Text excerpt:
►
New Delhi, May 25, 2023:  The Delhi High Court has dismissed a petition challenging the dismissal order of the former IPS Satish Chandra Verma, who was a member of the SIT constituted to probe the Ishrat Jahan case, on the ground that interaction with the media regarding the encounter was not in the bonafide discharge of his duties and there was absence of any procedural irregularity or violation of the principles of natural justice in the findings returned by the Inquiry Authority.

 

“ Further, in view of the fact that the Petitioner has not been able to show any procedural irregularity or violation of the principles of natural justice and fair play, we do not find any reason to interfere with the findings returned by the Inquiry Authority or the order passed by the Disciplinary Authority”, the Division Bench of Chief Justice Satish Chandra Sharma & Justice Sanjeev Sachdeva held.

 

In this matter, a Special Investigation Team (SIT) was constituted by the Gujarat  High Court for investigating an incident of the year 2004, wherein four persons, including a woman, by name, Ishrat Jahan were killed in a police firing. Petitioner was a member of the SIT which carried out the investigation and submitted its report.

 

The petitioner was subsequently appointed as Chief Vigilance Officer (CVO) of the North Eastern Electric Power Corporation (NEEPCO) in the year 2014 on central deputation and in 2018. Thereafter, a charge memo was issued by the Ministry of Home Affairs, Government of India, with four articles of charge. It was stated that the Petitioner gave an interview to a news channel in the official premises of NEEPCO at Guwahati, without any authority and made certain statements regarding the encounter of a terrorist, by the name, Ishrat Jahan in the State of Gujarat and the statements had the effect of adverse criticism against the State and Central Governments.
◄
Task set:
1 – Rewrite everything in the court ruling report from "The petitioner was" down to "and Central Governments.", replacing "news channel" with "television channel".
2 – Continue the court ruling report from the point where it stops.
The listing that comes next has no connection to the news report on the court ruling.

Dataset excerpt:
►
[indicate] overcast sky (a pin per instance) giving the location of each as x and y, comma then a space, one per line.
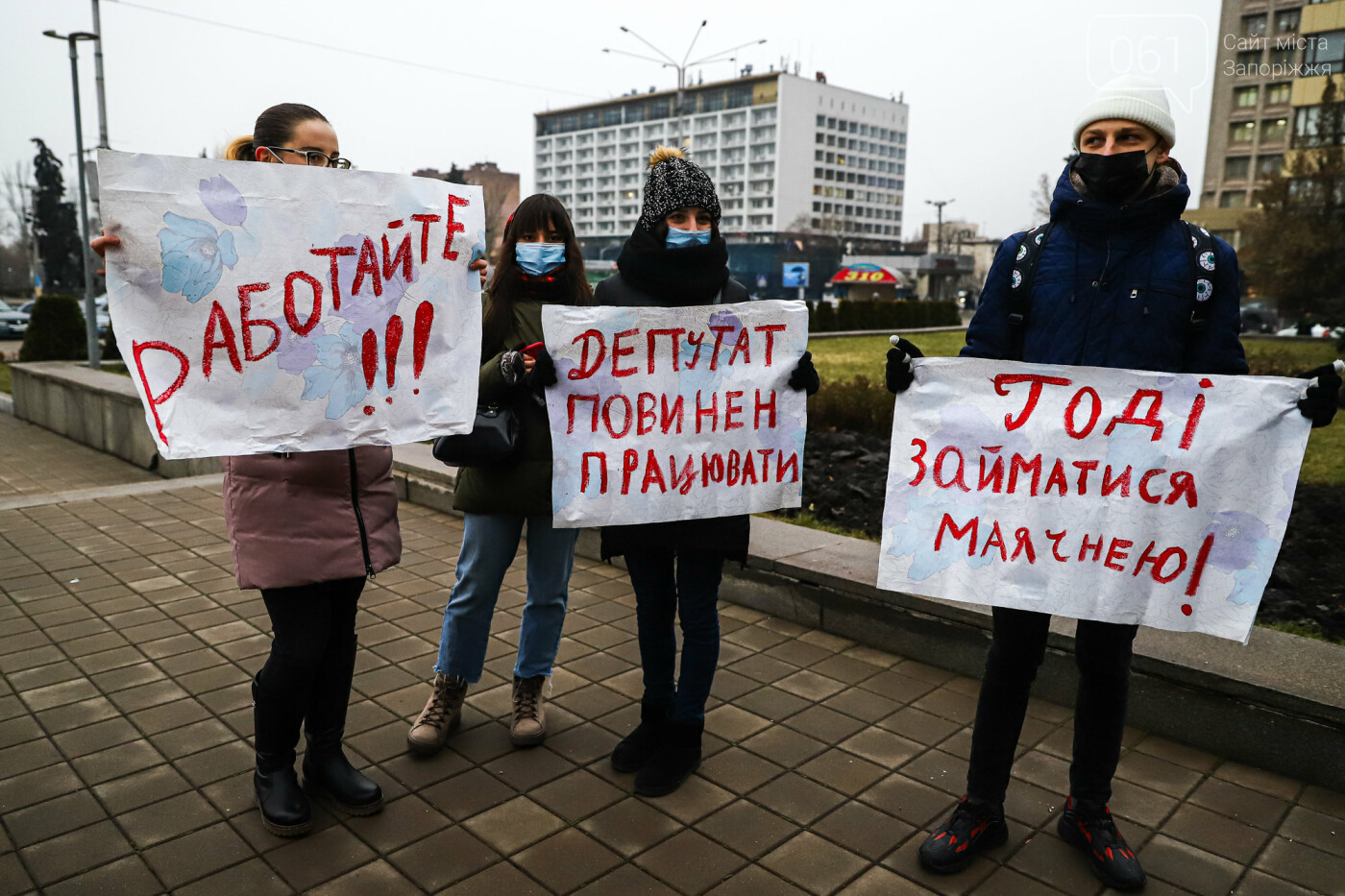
992, 86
◄
Answers below:
1 –
The petitioner was subsequently appointed as Chief Vigilance Officer (CVO) of the North Eastern Electric Power Corporation (NEEPCO) in the year 2014 on central deputation and in 2018. Thereafter, a charge memo was issued by the Ministry of Home Affairs, Government of India, with four articles of charge. It was stated that the Petitioner gave an interview to a television channel in the official premises of NEEPCO at Guwahati, without any authority and made certain statements regarding the encounter of a terrorist, by the name, Ishrat Jahan in the State of Gujarat and the statements had the effect of adverse criticism against the State and Central Governments.

2 –
 

It was alleged that  he had recourse to the press (electronic media) for vindication of official acts, which were full of adverse criticism and attack of a defamatory character, to counter the statements of Shri G.K. Pillai, the then, Secretary, Ministry of Home Affairs. The Petitioner was also issued charge memos in the year 2016 & 2018. 

 

The Petitioner sought quashing of the Departmental Inquiry Report of the Directorate General, ITBP, Ministry of Home Affairs and quashing of order dismissing the petitioner from service.

 

 Keeping in view the articles of charge, report of the Inquiry Authority, the case records, facts and circumstances of the case and the advice of UPSC, the representation of the Petitioner was rejected and in exercise of powers conferred under Rule 7(2) of the All India Services (Discipline and Appeal) Rules 1969, the penalty of “dismissal from service, which shall ordinarily be a disqualification for future employment under the Government” was imposed on the Petitioner.

 

It was the petitioner’s case that the entire proceedings were liable to be quashed as the authorities had acted in a prejudiced manner. They had relied upon unverified YouTube download which wasn’t proved and also relied upon unsubstantiated transcripts.

 

The Bench was of the opinion that the interaction with the media was not in the bonafide discharge of his duties as CVO NEEPCO and the petitioner also did not specify that the views expressed by him were his own and not that of the Government.

 

Considering the fact that the comments made by the Petitioner pertained to proceedings which were pending in a court of law, the Bench asserted that the Petitioner was himself relying upon the video footage and the transcript to justify his media interaction.

 

Reference was also made by the High Court to the judgment of the Top Court in Apparel Export Promotion Council Versus A. K. Chopra, wherein it has been held that normally, there should be no interference by the High Court exercising review jurisdiction with the factual findings in a departmental enquiry unless the Court finds that the recorded findings were based either on no evidence or that the findings were wholly perverse and/or legally untenable.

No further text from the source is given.